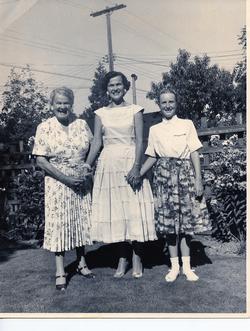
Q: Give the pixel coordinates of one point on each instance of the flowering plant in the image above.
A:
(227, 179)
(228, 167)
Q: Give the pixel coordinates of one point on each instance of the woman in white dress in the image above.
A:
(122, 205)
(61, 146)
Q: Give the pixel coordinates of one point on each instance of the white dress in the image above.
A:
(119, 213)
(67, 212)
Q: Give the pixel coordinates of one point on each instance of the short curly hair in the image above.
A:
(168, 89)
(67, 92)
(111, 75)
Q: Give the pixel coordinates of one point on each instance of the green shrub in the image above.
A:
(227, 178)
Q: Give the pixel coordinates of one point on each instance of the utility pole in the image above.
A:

...

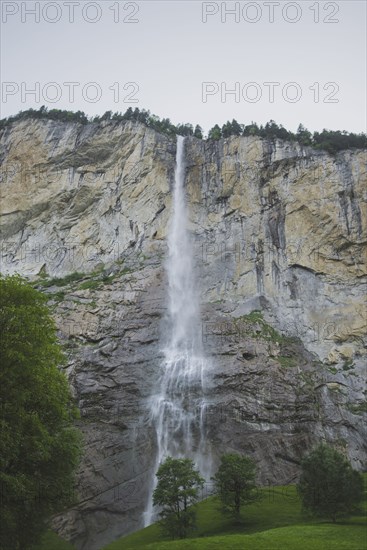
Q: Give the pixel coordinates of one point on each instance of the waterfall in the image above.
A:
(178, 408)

...

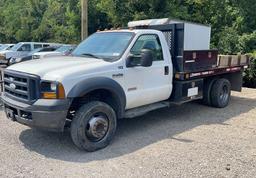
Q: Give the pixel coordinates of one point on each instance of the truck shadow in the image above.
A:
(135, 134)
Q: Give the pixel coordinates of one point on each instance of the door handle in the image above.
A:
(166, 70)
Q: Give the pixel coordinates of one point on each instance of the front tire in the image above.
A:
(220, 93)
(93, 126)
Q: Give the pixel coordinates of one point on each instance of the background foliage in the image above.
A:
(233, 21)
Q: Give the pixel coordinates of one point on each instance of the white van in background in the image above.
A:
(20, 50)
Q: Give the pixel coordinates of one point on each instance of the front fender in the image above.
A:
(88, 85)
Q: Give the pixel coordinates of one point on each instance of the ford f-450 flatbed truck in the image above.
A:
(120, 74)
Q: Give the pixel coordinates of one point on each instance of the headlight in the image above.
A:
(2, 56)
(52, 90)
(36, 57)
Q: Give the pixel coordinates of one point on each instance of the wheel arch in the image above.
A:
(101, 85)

Work to be completed: Every line above from the line with "plant in the image above." to the line with "hair in the image above." is wanted, ends included; write them out exactly and add no other line.

Output for this exercise:
Q: Give the pixel coordinates of one point on each instance of the flowering plant in the image above.
A:
(227, 179)
(228, 167)
Q: Give the pixel coordinates of one point on each instance of the woman in white dress in the image above.
A:
(122, 205)
(61, 146)
Q: Give the pixel coordinates of one point on each instance of the white dress in the image above.
A:
(119, 213)
(67, 212)
Q: Give the pixel coordinates of one point on each instance of the short curly hair in the image above.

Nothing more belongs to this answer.